I think both options have merit. Sometimes I want to just walk into a shop, see 10 different premade sandwiches and go ‘Hey, that one sounds good.’ Sold. Other times I know exactly what I’m after and anything else won’t do. Depends on my mood.
my solution to Mark’s sandwich bar problem is…. go somewhere else… lol
sounds like he’s the sort of person that will eat whatever is presented to him, good for him, i like choice and i know what i do and don’t like so i don’t see the problem… 8 times out of 10 i’d say i ask for things to be not included or taken off sandwiches/burgers… but hey thats just me… opinions… everyones got one!
Yeah if I go to Subway I have Input into every single ingredient they put on my sandwich – in this day and age choice and fragmentation are the paradigms
Perhaps I’m blending authors here, but I feel like you say “my favourite game of 2015 so far” about a lot of games 😛
Or I have mid-week-itis and its all in my head.
On a related note, I know you’re using it as a metaphor but I like shops like subway. I’m the sort of person who will throw a bit of everything in, save for the few ingredients I’m not fond of. Thats because alternatives with set menus exist but it’s good to be king once in a while and create something those food scientists havent thought of!
But finally in terms of the actual subject of PS Plus, isnt only one game voted for, with a handful of games being curated as per usual? Besides, occasionally they will pick something amazing that you already own, so its nice to have an alternative whilst still grabbing a random pick from Sony.
I also like Subway. I feel like it does a better choice of funnelling you down different routes though.
Does your sandwich shop not have some suggested ‘sandwich package’ options in addition to the ‘build your own’? Sony’s not asking us to go out and pick a game from the hundreds of available games out there. It is saying, here’s three games. We think they are all good, but we can only offer you access to one. There is still curation going on, so I think you are overreacting a bit. Rocket league would still have succeeded by word of mouth, although perhaps not to the insane degree that it did thanks to PS+.
people should have just voted for the most expensive game (which i believe will be Armello) and bought the others if they want them because they’ll be discounted… pretty sure Grow Home is the cheapest of the 3… I didn’t vote… because i couldn’t find the page to do so… haha
FYI you can vote directly from the Playstation Plus tab on PSN.
haha cheers, i assume you mean from the console itself… i do most my browsing/downloading from the website… so its my own fault for not finding it but it wouldn’t have made any difference ultimately
Funnily enough, a guy lost a court case today trying to copyright the chicken sandwich he came up with the recipe for for a restaurant.With regards to the voting, I actually thought the zombie game would win because zombies, and vikings. Armello should have won, especially since it’s Australian but I guess that’s just business. Sometimes you give the people what they want and make faster horses, other times you invent the automobile.
I’m going to buy Armello anyway, but I wouldn’t do so if it wasn’t getting the 30% discount.
Rocket League would have been a different kind of success story if it hadn’t been free on PS Plus last month. It’s sales on Steam were solid, word of mouth would have spread, eventually PS4 players would have picked it up. It would have been a slow burning rise to prominence instead of the instant success story.

◇ ◇ ◇ ◇ ◇ ◇ ◇

• _Given problem 1_: In the comment thread about PS Plus voting, explain why one commenter says people should have voted for the most expensive game.
• _Given problem 2_: According to the comment thread about PS Plus voting, where can you vote directly?
• _Given problem 3_: Write the next comment in the thread about PS Plus voting and sandwich shops, picking up after its final comment.
The listing comes from a separate source unrelated to the comment thread.

◇ ◇ ◇ ◇ ◇ ◇ ◇

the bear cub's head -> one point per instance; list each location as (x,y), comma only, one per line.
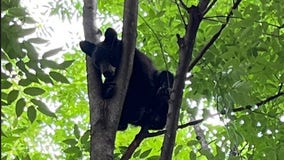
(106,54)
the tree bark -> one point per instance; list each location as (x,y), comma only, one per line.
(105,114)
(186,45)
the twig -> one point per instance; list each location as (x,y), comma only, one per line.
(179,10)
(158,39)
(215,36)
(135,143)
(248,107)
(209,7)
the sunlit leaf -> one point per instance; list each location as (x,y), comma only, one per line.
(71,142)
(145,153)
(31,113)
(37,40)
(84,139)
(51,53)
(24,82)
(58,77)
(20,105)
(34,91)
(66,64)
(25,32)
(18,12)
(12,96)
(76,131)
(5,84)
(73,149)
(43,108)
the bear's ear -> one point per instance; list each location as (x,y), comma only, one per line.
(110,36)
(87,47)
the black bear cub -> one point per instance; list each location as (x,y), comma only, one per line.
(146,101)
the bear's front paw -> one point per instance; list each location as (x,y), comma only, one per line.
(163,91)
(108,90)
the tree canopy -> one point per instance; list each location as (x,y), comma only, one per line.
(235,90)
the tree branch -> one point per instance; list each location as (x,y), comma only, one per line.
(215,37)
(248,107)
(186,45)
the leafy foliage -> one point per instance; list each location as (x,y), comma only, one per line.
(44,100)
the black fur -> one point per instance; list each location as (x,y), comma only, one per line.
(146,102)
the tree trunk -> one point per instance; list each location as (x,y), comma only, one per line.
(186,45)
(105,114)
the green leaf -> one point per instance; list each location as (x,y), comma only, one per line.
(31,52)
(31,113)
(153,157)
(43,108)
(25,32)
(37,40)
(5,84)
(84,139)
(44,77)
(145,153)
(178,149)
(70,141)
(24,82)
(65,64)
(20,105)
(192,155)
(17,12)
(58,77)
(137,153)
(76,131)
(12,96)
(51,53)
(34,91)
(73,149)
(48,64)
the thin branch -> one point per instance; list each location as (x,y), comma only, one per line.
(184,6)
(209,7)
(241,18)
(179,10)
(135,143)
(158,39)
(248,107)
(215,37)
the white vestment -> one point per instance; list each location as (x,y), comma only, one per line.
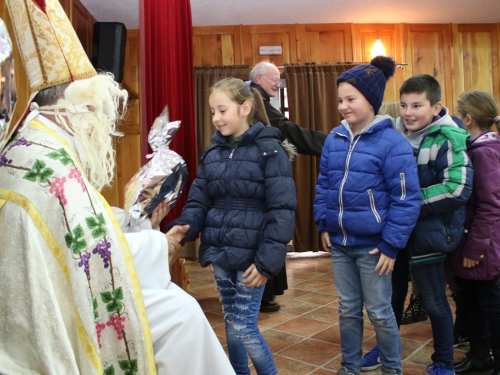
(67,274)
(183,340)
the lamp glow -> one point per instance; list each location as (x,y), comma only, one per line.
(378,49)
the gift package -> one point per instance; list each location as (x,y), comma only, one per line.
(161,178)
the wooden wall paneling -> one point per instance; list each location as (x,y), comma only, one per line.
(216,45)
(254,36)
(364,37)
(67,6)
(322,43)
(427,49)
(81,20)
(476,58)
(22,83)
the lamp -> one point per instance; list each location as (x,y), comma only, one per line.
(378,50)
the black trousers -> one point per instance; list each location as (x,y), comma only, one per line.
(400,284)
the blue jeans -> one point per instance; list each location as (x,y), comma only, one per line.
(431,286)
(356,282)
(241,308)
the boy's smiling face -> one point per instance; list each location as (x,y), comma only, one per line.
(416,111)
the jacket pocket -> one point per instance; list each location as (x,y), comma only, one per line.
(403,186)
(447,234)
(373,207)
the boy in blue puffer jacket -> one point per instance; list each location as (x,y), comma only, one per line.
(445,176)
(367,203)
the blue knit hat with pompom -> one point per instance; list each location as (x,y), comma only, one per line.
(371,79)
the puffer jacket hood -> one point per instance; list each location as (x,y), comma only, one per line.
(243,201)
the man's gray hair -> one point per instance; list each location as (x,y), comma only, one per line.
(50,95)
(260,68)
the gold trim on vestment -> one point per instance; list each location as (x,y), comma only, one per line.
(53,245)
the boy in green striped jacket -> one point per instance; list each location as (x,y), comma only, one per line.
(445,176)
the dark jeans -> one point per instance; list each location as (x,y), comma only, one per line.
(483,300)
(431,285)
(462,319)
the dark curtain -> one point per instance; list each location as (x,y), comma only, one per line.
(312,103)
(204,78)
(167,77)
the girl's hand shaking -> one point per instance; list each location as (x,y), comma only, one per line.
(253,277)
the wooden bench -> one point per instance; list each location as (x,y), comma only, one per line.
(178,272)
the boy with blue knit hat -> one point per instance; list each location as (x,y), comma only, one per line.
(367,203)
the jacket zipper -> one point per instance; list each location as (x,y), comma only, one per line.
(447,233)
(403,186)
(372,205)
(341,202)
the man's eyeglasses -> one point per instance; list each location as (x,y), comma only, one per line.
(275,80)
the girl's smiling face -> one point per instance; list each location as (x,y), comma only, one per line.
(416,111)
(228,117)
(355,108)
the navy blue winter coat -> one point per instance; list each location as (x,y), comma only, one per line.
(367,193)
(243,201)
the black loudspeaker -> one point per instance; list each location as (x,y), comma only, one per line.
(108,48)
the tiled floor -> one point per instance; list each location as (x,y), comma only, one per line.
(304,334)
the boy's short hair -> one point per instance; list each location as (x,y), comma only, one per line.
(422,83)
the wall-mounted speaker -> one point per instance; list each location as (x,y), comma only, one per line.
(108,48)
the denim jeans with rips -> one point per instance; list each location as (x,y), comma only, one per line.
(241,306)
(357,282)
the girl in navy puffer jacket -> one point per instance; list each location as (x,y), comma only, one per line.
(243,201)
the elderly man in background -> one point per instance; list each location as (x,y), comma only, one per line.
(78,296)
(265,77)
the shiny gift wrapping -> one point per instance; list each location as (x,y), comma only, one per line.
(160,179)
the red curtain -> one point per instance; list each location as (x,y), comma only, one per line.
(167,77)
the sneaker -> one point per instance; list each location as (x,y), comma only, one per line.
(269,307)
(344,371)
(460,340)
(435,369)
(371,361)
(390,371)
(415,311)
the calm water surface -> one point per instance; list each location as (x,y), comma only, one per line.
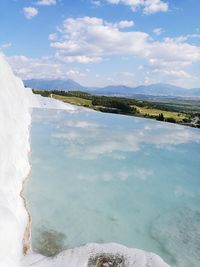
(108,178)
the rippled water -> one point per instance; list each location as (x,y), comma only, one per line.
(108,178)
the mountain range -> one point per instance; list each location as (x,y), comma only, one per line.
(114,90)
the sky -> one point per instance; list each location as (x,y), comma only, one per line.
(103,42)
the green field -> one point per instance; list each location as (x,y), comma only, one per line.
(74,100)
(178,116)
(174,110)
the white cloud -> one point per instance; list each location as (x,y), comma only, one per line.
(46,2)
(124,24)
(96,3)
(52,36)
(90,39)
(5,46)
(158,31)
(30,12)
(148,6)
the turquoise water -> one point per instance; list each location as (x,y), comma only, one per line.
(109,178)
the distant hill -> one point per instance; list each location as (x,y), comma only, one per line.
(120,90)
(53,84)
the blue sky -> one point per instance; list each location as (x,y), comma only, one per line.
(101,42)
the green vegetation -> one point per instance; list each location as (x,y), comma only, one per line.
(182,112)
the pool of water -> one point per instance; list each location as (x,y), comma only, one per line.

◇ ◇ ◇ ◇ ◇ ◇ ◇

• _Right answer 1_: The commenter, who believes the most expensive game is Armello, says people should have voted for it and then bought the other games if they wanted them, because those games would be discounted.

• _Right answer 2_: From the PlayStation Plus tab on PSN.

• _Right answer 3_:
Hopefully despite not being available for free in a similar style, Armello will reach similar levels of success on its own accord. I remember seeing it for the first time at PAXAus 2 years ago and was impressed even then.
I always get a chicken schnitzel and tomato on my sandwich place sandwich, because I can’t cook a fresh schnitzel at work, and I can’t put tomato on my sandwich before I leave home or it’ll be soggy at lunch time.
Another great article Mark
I also think that this leads to “heart” voters, those who vote for what they genuinely think has the chance to be great, not just popular, becoming discouraged from voting.
Yes, I voted for Armelo, I was lucky enough to get a peek at it at PAXAUS13, and it looks really interesting, did it win, no, will I vote again, yes….for now
Given enough times voting for the best, or most interesting, candidate, rather than just the popular vote, and seeing your vote losing by 20%+ every time becomes discouraging, up to the point where you start looking and saying to yourself, “That’s the one I wold vote for” but looking is where it stops, you stop actually voting because, well, they never win, so whats the point?
I know it’s selfish but I would have liked to pick one of the 3 games for myself instead of deciding for everyone. My friends and I would have gone for Armello while people who don’t want to play ‘board games’ on their ps4 could have gone zombie vikings or Grow Home.
I agree with the idea being terrible but the metaphor is terrible
Haha! I can take the rough with the smooth.
Sandwich metaphor requires you to take crunchy or smooth.
NO, MARK. YOU MUST CHOOSE.
You keep shit in your fridge?
Does it go well on a sandwich?
only when you eat it for breakfast!
It’s not a free vote though – the options themselves are curated.
Precisely.
I watched all the videos on the voting page and Armello’s was just a 60 second cartoon animation, there was no gameplay. This really didn’t encourage me to vote for it.
And I would have voted for Rocket League for sure, but I’d been looking forward to it for a long time being a huge SARPBC fan.
If you click next it goes to the next video in the playlist which is all gameplay (like how steam or YouTube does it) it has surprisingly nice detail akin to hom&m.
Ah, cheers, I’ll remember that for next time.
Although they probably could have chosen to lead with a better video, assuming it’s not random.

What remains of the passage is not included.